GIVEN PROBLEM: Output every line of the items below as a JSON list of strings, one string per line, with blank lines skipped. Omit the pictures.

RECORDED INFORMATION:
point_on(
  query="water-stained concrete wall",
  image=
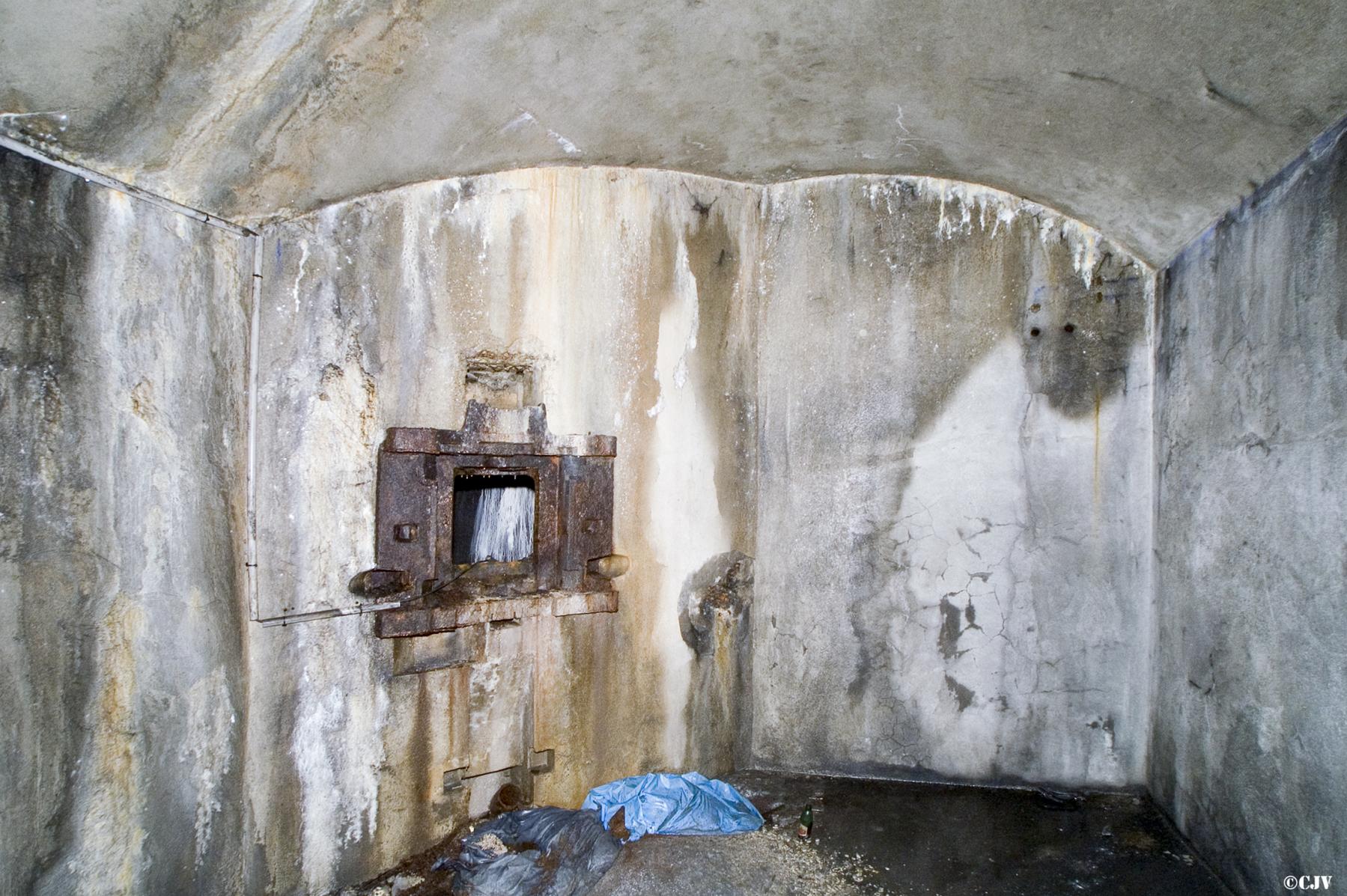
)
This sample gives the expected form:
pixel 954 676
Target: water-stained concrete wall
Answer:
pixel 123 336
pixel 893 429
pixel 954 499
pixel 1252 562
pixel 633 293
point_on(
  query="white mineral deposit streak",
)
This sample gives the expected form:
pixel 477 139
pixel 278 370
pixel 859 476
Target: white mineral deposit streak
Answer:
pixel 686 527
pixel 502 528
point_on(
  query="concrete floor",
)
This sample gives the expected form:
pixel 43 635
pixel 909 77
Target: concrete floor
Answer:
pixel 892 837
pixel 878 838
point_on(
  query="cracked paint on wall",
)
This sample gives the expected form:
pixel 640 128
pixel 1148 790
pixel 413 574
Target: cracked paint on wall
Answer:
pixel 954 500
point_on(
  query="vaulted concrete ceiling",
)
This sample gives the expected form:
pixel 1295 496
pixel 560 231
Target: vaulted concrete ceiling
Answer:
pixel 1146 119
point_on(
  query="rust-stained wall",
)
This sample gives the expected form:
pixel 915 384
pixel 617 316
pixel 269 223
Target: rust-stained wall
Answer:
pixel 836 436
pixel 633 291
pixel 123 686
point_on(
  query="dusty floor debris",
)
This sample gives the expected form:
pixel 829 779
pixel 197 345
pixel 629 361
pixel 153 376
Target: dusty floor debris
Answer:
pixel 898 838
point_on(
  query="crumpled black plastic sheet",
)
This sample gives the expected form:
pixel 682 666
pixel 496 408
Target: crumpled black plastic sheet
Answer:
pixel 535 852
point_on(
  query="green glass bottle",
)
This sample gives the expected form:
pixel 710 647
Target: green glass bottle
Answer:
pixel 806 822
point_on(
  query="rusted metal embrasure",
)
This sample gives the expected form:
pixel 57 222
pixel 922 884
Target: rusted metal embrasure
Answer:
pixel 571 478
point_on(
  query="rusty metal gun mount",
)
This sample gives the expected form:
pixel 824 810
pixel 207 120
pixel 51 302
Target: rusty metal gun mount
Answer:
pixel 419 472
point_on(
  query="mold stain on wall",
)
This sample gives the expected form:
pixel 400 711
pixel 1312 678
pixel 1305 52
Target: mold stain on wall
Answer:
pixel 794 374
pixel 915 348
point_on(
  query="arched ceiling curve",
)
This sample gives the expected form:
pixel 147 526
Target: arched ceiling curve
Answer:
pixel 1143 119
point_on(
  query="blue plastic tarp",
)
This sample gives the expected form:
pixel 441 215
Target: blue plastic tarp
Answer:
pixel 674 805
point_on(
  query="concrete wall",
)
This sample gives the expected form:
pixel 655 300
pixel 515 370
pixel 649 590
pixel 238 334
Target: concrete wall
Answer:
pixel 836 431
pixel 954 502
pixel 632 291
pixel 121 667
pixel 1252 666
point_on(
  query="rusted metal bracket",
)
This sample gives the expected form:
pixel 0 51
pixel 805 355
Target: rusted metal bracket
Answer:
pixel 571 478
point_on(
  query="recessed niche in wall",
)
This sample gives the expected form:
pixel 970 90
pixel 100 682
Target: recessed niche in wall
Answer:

FINAL ANSWER:
[
  "point_on(",
  "  query=\"water-stained concrete wall\",",
  "  image=",
  ")",
  "This sample gives the expected form:",
  "pixel 954 676",
  "Target: water-stained concrete wall",
  "Answer:",
  "pixel 123 336",
  "pixel 893 429",
  "pixel 954 499",
  "pixel 1252 562",
  "pixel 633 293",
  "point_on(",
  "  query=\"white mineral deposit streak\",",
  ")",
  "This sample gives the expected form:",
  "pixel 477 139",
  "pixel 278 370",
  "pixel 859 476",
  "Target: white mineral deposit streak",
  "Answer:",
  "pixel 686 527",
  "pixel 502 528",
  "point_on(",
  "  query=\"concrete floor\",",
  ")",
  "This sample gives the expected form:",
  "pixel 43 635",
  "pixel 909 77",
  "Target: concrete floor",
  "Answer:",
  "pixel 892 837",
  "pixel 878 838",
  "point_on(",
  "  query=\"cracked paint on wall\",",
  ")",
  "This sample gives the expected form:",
  "pixel 640 128",
  "pixel 1148 790",
  "pixel 413 574",
  "Target: cracked paint on wall",
  "Answer:",
  "pixel 954 500",
  "point_on(",
  "  query=\"vaulted concrete ceiling\",",
  ")",
  "This sample gives the expected form:",
  "pixel 1295 496",
  "pixel 560 231",
  "Target: vaulted concrete ceiling",
  "Answer:",
  "pixel 1146 119",
  "point_on(",
  "  query=\"rust-stained wall\",",
  ")",
  "This sample gives the expected form:",
  "pixel 915 384",
  "pixel 617 316",
  "pixel 269 223",
  "Target: rust-stained wall",
  "Answer:",
  "pixel 836 436",
  "pixel 633 291",
  "pixel 123 686",
  "point_on(",
  "  query=\"dusty floor debris\",",
  ")",
  "This sample gives the expected form:",
  "pixel 829 779",
  "pixel 197 345",
  "pixel 629 361",
  "pixel 153 376",
  "Target: dusty floor debris",
  "Answer:",
  "pixel 898 838",
  "point_on(",
  "  query=\"crumpled black plastic sheet\",",
  ")",
  "This sample gives the expected form:",
  "pixel 682 666",
  "pixel 496 408",
  "Target: crumpled black plastic sheet",
  "Answer:",
  "pixel 535 852",
  "point_on(",
  "  query=\"green glass bottle\",",
  ")",
  "This sample gives the expected form:",
  "pixel 710 647",
  "Target: green glass bottle",
  "Answer:",
  "pixel 806 822",
  "point_on(",
  "  query=\"rusted metal embrasure\",",
  ")",
  "This sample gives the expected form:",
  "pixel 57 222",
  "pixel 922 884",
  "Target: rusted metal embrasure",
  "Answer:",
  "pixel 571 478",
  "point_on(",
  "  query=\"rusty metal gun mount\",",
  ")",
  "This sample gives the expected form:",
  "pixel 824 810",
  "pixel 207 120",
  "pixel 51 302",
  "Target: rusty metal gun mount",
  "Answer:",
  "pixel 419 472",
  "point_on(",
  "  query=\"mold stain on wall\",",
  ")",
  "This sample gives the expected form:",
  "pixel 400 711",
  "pixel 1312 678",
  "pixel 1305 52",
  "Target: mold stain on wall",
  "Answer:",
  "pixel 794 374",
  "pixel 915 348",
  "point_on(",
  "  query=\"arched ceiling curve\",",
  ")",
  "This sample gives the expected form:",
  "pixel 147 526",
  "Target: arched ceiling curve",
  "Answer:",
  "pixel 1143 119",
  "point_on(",
  "  query=\"blue plastic tarp\",",
  ")",
  "This sample gives the expected form:",
  "pixel 441 215",
  "Target: blue plastic tarp",
  "Answer:",
  "pixel 674 805",
  "point_on(",
  "  query=\"concrete wall\",",
  ")",
  "This sample gives the expected form:",
  "pixel 655 300",
  "pixel 515 370",
  "pixel 649 590",
  "pixel 238 334",
  "Target: concrete wall",
  "Answer:",
  "pixel 836 431",
  "pixel 954 502",
  "pixel 632 291",
  "pixel 121 667",
  "pixel 1252 666",
  "point_on(",
  "  query=\"rusted metal bracket\",",
  ")",
  "This sample gives the expected form:",
  "pixel 0 51",
  "pixel 805 355",
  "Target: rusted metal bracket",
  "Answer:",
  "pixel 571 478",
  "point_on(",
  "  query=\"recessed niche in wall\",",
  ")",
  "This sample gives the expected form:",
  "pixel 970 90",
  "pixel 100 682",
  "Target: recessed niche in wall",
  "Answer:"
]